Document segment:
>>

Stephen Hawking, Carl Sagan, Jill Tarter

Arecibo Observatory, Puerto Rico
Arecibo Observatory, Puerto Rico
📷 NASA — Public domain

There is a fierce, ongoing argument in the halls of astronomy and planetary science, and it goes like this:

Should we be broadcasting our existence to the galaxy?

On one side: Carl Sagan, Frank Drake, Douglas Vakoch, and the scientists at METI International argue yes. We have a right — perhaps even a responsibility — to participate in the cosmic conversation. We should be reaching out, not just listening. The universe is vast, and silence is a choice too.

On the other side: Stephen Hawking, the International Academy of Astronautics, and the more cautious voices in SETI argue no. We don't know who's out there. We don't know their intentions. Advertising our location to a potentially hostile civilization could be existential suicide.

This debate is one of the most intellectually honest arguments in science because the truth is: we have no data to resolve it.

The Case for Transmission

The pro-transmission argument is both optimistic and democratic. Vakoch and METI International argue that we have no right to make the decision to stay silent for all of humanity. We are not a unified civilization. We didn't vote on SETI. The absence of active transmission is itself a choice — and arguably an ethically questionable one, since it forecloses possibilities without consensus.

<<

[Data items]
>>

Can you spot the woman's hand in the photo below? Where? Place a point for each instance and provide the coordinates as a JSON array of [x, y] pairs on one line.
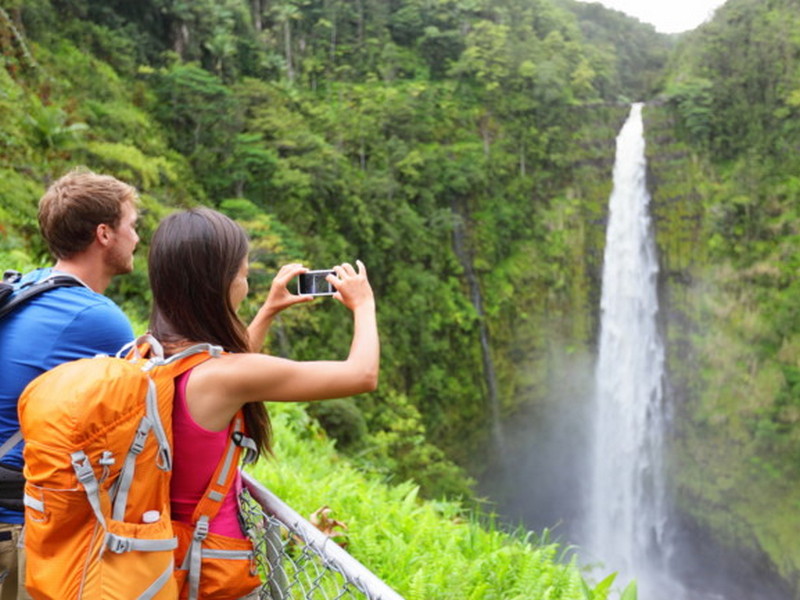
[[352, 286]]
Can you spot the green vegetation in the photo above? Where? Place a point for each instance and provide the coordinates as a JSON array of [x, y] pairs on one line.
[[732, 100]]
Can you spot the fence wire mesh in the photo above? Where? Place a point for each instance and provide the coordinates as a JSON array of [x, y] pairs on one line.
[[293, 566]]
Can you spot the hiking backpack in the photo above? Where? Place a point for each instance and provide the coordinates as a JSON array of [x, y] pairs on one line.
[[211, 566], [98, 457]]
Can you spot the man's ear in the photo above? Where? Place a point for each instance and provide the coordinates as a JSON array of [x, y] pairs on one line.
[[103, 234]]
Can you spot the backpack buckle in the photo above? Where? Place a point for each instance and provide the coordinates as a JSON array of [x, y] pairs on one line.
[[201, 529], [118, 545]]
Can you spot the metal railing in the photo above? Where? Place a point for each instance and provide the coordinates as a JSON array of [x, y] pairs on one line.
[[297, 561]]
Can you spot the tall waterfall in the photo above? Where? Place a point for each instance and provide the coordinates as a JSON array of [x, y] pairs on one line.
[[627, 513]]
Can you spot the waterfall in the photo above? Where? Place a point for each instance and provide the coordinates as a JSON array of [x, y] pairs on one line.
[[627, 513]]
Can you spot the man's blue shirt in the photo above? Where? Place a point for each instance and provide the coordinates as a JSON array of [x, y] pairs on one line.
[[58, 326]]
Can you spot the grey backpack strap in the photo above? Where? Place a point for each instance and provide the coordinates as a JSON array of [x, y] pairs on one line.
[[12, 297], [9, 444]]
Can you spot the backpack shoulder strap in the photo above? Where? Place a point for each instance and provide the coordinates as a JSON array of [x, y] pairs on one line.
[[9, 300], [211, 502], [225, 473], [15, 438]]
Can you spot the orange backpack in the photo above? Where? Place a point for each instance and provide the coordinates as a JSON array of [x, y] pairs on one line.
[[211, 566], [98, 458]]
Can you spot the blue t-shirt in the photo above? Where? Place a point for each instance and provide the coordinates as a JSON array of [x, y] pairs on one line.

<<

Set of tasks:
a) Answer these questions about the text on broadcasting to the galaxy:
(i) Which observatory does the image caption name?
(ii) Which academy is listed among those who argue against broadcasting?
(iii) In the section "The Case for Transmission", who argues that we have no right to decide to stay silent for all of humanity?
b) Please copy out the text on broadcasting to the galaxy between "On the other" and "possibilities without consensus.", inclusive.

Answers to each task:
a)
(i) Arecibo Observatory, Puerto Rico
(ii) The International Academy of Astronautics
(iii) Vakoch and METI International

b)
On the other side: Stephen Hawking, the International Academy of Astronautics, and the more cautious voices in SETI argue no. We don't know who's out there. We don't know their intentions. Advertising our location to a potentially hostile civilization could be existential suicide.

This debate is one of the most intellectually honest arguments in science because the truth is: we have no data to resolve it.

The Case for Transmission

The pro-transmission argument is both optimistic and democratic. Vakoch and METI International argue that we have no right to make the decision to stay silent for all of humanity. We are not a unified civilization. We didn't vote on SETI. The absence of active transmission is itself a choice — and arguably an ethically questionable one, since it forecloses possibilities without consensus.